文書の一部 »
新型コロナウイルスの流行でマスク着用が定着する中、京都・滋賀各地の登山道で昨年から、マスクごみが目立つようになった。多くはポリエステルなどの化学繊維でできている不織布マスクのため、土には返らない。他人の使ったマスクを回収することもはばかられるため、多くは放置されたままで厄介な存在になっている。
5月中旬、人気の登山コース「京都1周トレイル」の二ノ瀬(京都市左京区)-山幸橋(北区)間を歩くと、約4キロの行程に9枚のマスクが落ちていた。落ち葉に埋もれていたり、ぼろぼろになっていたりしていて、耳にかけるゴムでマスクと判別できるものもあった。
滋賀県と三重県の境にある御在所岳(1214メートル)の「中道コース」でも、約3キロの行程中に7枚のマスクが見られた。マスクを着けて登る人は少なかったが、休憩時はマスクをする人が多く、その際の出し入れで落とすケースもあるとみられる。
滋賀県の比良山系で登山道整備や救助活動をする「レスキュー比良」の宮永幸男さん(73)によると、マスクごみは京都、滋賀の多くの山域で、昨年から目立ち始めたという。「白い物があるなと思うと、だいたいマスク。わざと捨てたのではないだろうが、気を付けてほしい」と話す。

生データ »

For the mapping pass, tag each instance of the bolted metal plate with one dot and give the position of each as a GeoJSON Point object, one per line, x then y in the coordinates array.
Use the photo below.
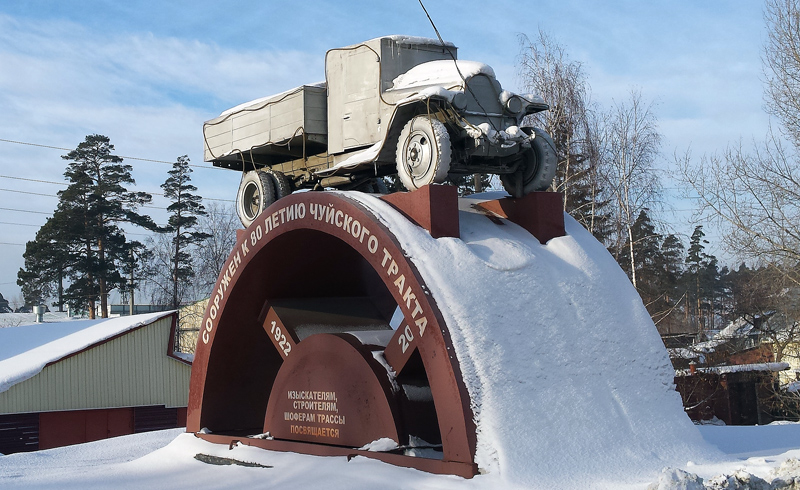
{"type": "Point", "coordinates": [330, 391]}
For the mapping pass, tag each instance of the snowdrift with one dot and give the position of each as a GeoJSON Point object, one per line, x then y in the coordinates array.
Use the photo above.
{"type": "Point", "coordinates": [566, 371]}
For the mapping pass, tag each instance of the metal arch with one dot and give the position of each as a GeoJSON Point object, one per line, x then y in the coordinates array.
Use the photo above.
{"type": "Point", "coordinates": [235, 299]}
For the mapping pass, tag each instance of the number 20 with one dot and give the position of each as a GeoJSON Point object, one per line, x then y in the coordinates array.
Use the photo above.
{"type": "Point", "coordinates": [405, 339]}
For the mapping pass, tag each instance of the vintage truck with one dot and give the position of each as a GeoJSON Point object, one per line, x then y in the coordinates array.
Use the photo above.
{"type": "Point", "coordinates": [394, 104]}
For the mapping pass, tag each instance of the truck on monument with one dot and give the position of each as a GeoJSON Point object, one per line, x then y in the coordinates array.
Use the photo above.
{"type": "Point", "coordinates": [394, 104]}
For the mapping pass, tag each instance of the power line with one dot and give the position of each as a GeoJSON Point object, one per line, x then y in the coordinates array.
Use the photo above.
{"type": "Point", "coordinates": [18, 224]}
{"type": "Point", "coordinates": [28, 192]}
{"type": "Point", "coordinates": [64, 184]}
{"type": "Point", "coordinates": [24, 211]}
{"type": "Point", "coordinates": [123, 157]}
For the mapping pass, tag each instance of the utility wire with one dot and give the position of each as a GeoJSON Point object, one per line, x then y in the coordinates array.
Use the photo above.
{"type": "Point", "coordinates": [28, 192]}
{"type": "Point", "coordinates": [123, 157]}
{"type": "Point", "coordinates": [18, 224]}
{"type": "Point", "coordinates": [64, 184]}
{"type": "Point", "coordinates": [24, 211]}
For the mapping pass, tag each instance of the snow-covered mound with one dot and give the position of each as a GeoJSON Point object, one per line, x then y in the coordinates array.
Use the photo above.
{"type": "Point", "coordinates": [565, 370]}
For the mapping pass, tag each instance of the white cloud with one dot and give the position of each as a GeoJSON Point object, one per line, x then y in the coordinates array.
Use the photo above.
{"type": "Point", "coordinates": [60, 81]}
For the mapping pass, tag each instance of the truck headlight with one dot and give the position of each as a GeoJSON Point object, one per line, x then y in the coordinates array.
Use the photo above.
{"type": "Point", "coordinates": [512, 103]}
{"type": "Point", "coordinates": [460, 101]}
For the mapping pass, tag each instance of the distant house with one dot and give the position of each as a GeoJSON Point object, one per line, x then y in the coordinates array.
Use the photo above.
{"type": "Point", "coordinates": [4, 306]}
{"type": "Point", "coordinates": [733, 394]}
{"type": "Point", "coordinates": [73, 382]}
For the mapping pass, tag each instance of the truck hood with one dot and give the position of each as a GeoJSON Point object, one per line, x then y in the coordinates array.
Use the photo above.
{"type": "Point", "coordinates": [441, 73]}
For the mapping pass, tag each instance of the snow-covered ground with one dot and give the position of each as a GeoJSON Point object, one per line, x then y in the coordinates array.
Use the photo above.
{"type": "Point", "coordinates": [166, 460]}
{"type": "Point", "coordinates": [570, 385]}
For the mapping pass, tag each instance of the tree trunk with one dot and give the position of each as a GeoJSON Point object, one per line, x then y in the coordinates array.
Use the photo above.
{"type": "Point", "coordinates": [630, 251]}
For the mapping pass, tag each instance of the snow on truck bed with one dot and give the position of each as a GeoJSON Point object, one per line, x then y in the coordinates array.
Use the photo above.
{"type": "Point", "coordinates": [25, 350]}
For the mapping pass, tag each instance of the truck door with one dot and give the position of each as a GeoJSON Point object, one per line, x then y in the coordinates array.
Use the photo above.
{"type": "Point", "coordinates": [353, 76]}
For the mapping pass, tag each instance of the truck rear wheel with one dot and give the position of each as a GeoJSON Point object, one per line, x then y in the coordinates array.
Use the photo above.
{"type": "Point", "coordinates": [537, 169]}
{"type": "Point", "coordinates": [423, 152]}
{"type": "Point", "coordinates": [256, 193]}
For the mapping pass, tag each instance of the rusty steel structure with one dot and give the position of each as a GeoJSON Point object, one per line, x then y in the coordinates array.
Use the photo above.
{"type": "Point", "coordinates": [321, 336]}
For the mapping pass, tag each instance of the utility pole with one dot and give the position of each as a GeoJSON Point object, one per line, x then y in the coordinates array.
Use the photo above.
{"type": "Point", "coordinates": [131, 292]}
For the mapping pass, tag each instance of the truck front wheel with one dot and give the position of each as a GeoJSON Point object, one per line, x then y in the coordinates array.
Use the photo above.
{"type": "Point", "coordinates": [423, 152]}
{"type": "Point", "coordinates": [256, 193]}
{"type": "Point", "coordinates": [537, 169]}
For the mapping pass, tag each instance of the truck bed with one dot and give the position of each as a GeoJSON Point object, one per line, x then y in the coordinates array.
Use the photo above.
{"type": "Point", "coordinates": [264, 130]}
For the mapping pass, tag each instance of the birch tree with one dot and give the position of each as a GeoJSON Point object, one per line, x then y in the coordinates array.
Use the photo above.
{"type": "Point", "coordinates": [544, 68]}
{"type": "Point", "coordinates": [632, 146]}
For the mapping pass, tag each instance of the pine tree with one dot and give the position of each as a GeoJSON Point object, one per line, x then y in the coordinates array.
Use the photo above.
{"type": "Point", "coordinates": [45, 266]}
{"type": "Point", "coordinates": [702, 282]}
{"type": "Point", "coordinates": [184, 210]}
{"type": "Point", "coordinates": [85, 228]}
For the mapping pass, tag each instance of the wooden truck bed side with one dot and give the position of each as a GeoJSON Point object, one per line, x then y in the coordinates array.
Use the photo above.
{"type": "Point", "coordinates": [267, 122]}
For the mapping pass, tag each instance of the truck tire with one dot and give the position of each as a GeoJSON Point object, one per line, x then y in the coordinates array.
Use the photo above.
{"type": "Point", "coordinates": [256, 193]}
{"type": "Point", "coordinates": [281, 183]}
{"type": "Point", "coordinates": [423, 152]}
{"type": "Point", "coordinates": [537, 169]}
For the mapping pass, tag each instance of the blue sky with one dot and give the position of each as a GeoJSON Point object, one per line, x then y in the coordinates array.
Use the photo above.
{"type": "Point", "coordinates": [148, 73]}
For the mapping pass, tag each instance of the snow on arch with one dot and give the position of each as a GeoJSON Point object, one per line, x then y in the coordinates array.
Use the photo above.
{"type": "Point", "coordinates": [565, 370]}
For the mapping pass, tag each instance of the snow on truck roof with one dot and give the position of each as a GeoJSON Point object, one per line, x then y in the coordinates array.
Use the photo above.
{"type": "Point", "coordinates": [25, 350]}
{"type": "Point", "coordinates": [443, 73]}
{"type": "Point", "coordinates": [412, 41]}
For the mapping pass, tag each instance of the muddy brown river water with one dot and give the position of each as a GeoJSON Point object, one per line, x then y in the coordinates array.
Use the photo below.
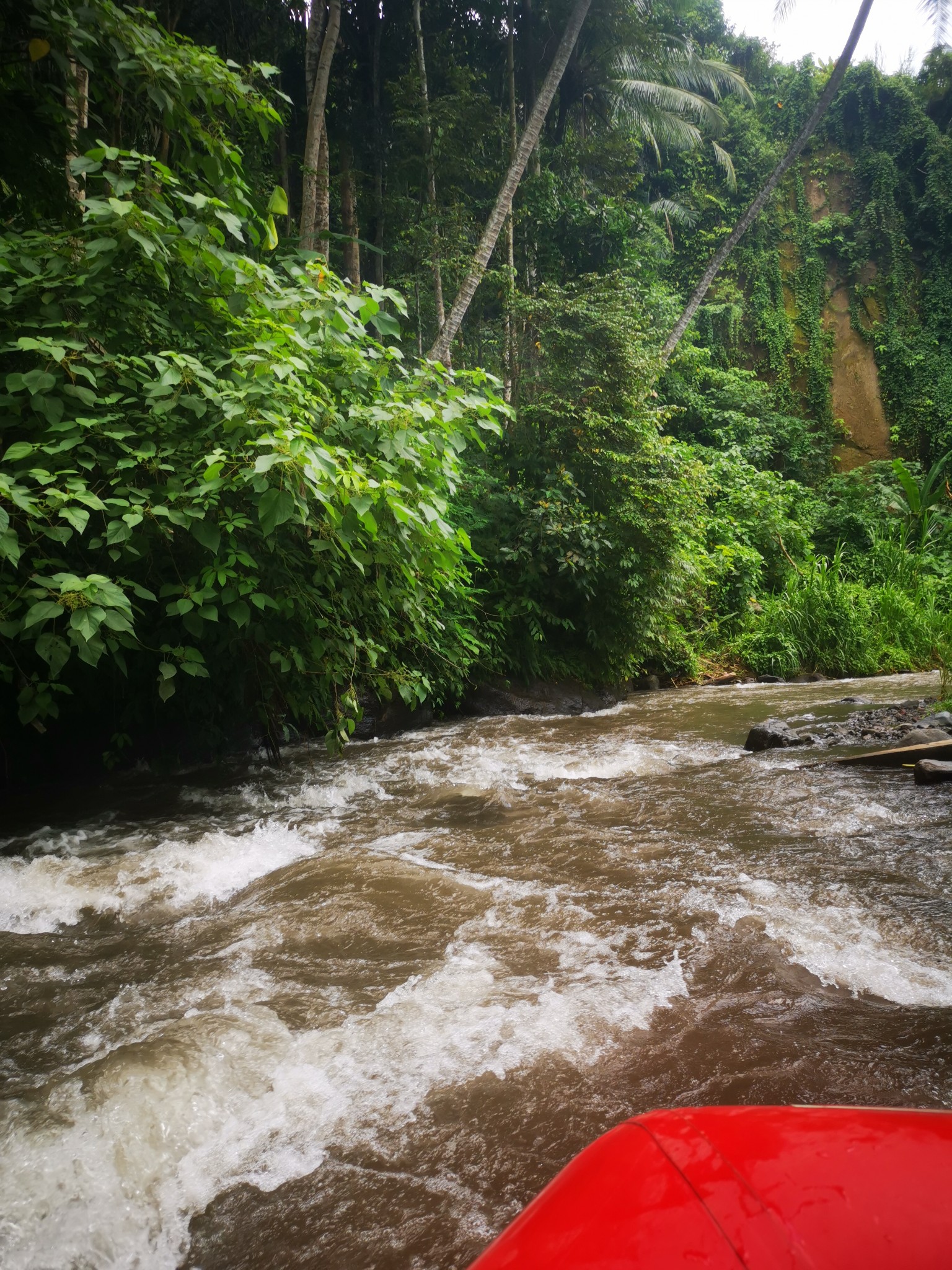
{"type": "Point", "coordinates": [352, 1015]}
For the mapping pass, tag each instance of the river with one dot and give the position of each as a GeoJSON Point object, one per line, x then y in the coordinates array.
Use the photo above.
{"type": "Point", "coordinates": [355, 1014]}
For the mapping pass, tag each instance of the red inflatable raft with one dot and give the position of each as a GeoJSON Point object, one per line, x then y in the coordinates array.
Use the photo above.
{"type": "Point", "coordinates": [754, 1188]}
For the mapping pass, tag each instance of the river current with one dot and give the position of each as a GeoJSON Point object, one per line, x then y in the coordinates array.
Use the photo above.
{"type": "Point", "coordinates": [355, 1014]}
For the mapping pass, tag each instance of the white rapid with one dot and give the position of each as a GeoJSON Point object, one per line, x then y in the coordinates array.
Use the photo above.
{"type": "Point", "coordinates": [353, 1014]}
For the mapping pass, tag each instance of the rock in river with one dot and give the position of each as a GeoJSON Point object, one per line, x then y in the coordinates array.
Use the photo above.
{"type": "Point", "coordinates": [926, 735]}
{"type": "Point", "coordinates": [774, 734]}
{"type": "Point", "coordinates": [932, 771]}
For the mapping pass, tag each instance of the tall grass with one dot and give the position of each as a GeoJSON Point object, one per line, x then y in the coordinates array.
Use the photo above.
{"type": "Point", "coordinates": [824, 621]}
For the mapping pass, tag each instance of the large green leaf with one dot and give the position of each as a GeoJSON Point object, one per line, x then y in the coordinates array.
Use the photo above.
{"type": "Point", "coordinates": [275, 507]}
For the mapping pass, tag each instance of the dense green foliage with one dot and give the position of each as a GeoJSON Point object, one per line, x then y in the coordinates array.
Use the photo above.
{"type": "Point", "coordinates": [230, 489]}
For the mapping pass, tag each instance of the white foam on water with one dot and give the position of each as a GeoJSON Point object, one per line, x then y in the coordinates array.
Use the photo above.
{"type": "Point", "coordinates": [839, 943]}
{"type": "Point", "coordinates": [42, 894]}
{"type": "Point", "coordinates": [108, 1173]}
{"type": "Point", "coordinates": [509, 762]}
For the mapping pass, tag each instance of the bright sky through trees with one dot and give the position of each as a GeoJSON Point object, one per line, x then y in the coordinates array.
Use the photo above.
{"type": "Point", "coordinates": [821, 27]}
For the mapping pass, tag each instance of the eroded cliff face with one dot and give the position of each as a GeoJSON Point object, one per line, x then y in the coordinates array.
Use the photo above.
{"type": "Point", "coordinates": [855, 385]}
{"type": "Point", "coordinates": [855, 379]}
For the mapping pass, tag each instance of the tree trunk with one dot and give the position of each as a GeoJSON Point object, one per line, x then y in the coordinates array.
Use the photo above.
{"type": "Point", "coordinates": [505, 200]}
{"type": "Point", "coordinates": [531, 75]}
{"type": "Point", "coordinates": [431, 169]}
{"type": "Point", "coordinates": [377, 153]}
{"type": "Point", "coordinates": [509, 352]}
{"type": "Point", "coordinates": [77, 111]}
{"type": "Point", "coordinates": [786, 163]}
{"type": "Point", "coordinates": [323, 193]}
{"type": "Point", "coordinates": [348, 214]}
{"type": "Point", "coordinates": [316, 25]}
{"type": "Point", "coordinates": [316, 130]}
{"type": "Point", "coordinates": [284, 173]}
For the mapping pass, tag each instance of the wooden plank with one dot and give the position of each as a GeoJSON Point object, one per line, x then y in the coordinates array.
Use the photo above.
{"type": "Point", "coordinates": [902, 757]}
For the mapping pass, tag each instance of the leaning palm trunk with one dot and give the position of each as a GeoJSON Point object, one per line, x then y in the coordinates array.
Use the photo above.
{"type": "Point", "coordinates": [786, 163]}
{"type": "Point", "coordinates": [431, 168]}
{"type": "Point", "coordinates": [509, 355]}
{"type": "Point", "coordinates": [316, 128]}
{"type": "Point", "coordinates": [505, 200]}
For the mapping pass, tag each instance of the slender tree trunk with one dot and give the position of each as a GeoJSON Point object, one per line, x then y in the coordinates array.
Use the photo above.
{"type": "Point", "coordinates": [323, 193]}
{"type": "Point", "coordinates": [316, 25]}
{"type": "Point", "coordinates": [77, 110]}
{"type": "Point", "coordinates": [348, 214]}
{"type": "Point", "coordinates": [431, 169]}
{"type": "Point", "coordinates": [786, 163]}
{"type": "Point", "coordinates": [284, 173]}
{"type": "Point", "coordinates": [531, 76]}
{"type": "Point", "coordinates": [377, 153]}
{"type": "Point", "coordinates": [316, 128]}
{"type": "Point", "coordinates": [505, 200]}
{"type": "Point", "coordinates": [509, 355]}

確認問題 »
A - マスクごみの記事にある次の一文を英語に訳してください。「マスクを着けて登る人は少なかったが、休憩時はマスクをする人が多く、その際の出し入れで落とすケースもあるとみられる。」
B - マスクごみの記事の「新型コロナウイルスの流行でマ」から下って「とすケースもあるとみられる。」までの全部を、「ポリエステル」を「ナイロン」に入れ替えて書き直してください。
C - マスクごみの記事によると、「京都1周トレイル」の二ノ瀬-山幸橋間、約4キロの行程には何枚のマスクが落ちていましたか?
エントリーはここでは使いません。

解答 »
A - Few people wore masks while climbing, but many put them on during rest breaks, and it is thought that some masks are dropped when people take them out or put them away at those times.

B -
新型コロナウイルスの流行でマスク着用が定着する中、京都・滋賀各地の登山道で昨年から、マスクごみが目立つようになった。多くはナイロンなどの化学繊維でできている不織布マスクのため、土には返らない。他人の使ったマスクを回収することもはばかられるため、多くは放置されたままで厄介な存在になっている。
5月中旬、人気の登山コース「京都1周トレイル」の二ノ瀬(京都市左京区)-山幸橋(北区)間を歩くと、約4キロの行程に9枚のマスクが落ちていた。落ち葉に埋もれていたり、ぼろぼろになっていたりしていて、耳にかけるゴムでマスクと判別できるものもあった。
滋賀県と三重県の境にある御在所岳(1214メートル)の「中道コース」でも、約3キロの行程中に7枚のマスクが見られた。マスクを着けて登る人は少なかったが、休憩時はマスクをする人が多く、その際の出し入れで落とすケースもあるとみられる。

C - 9枚です。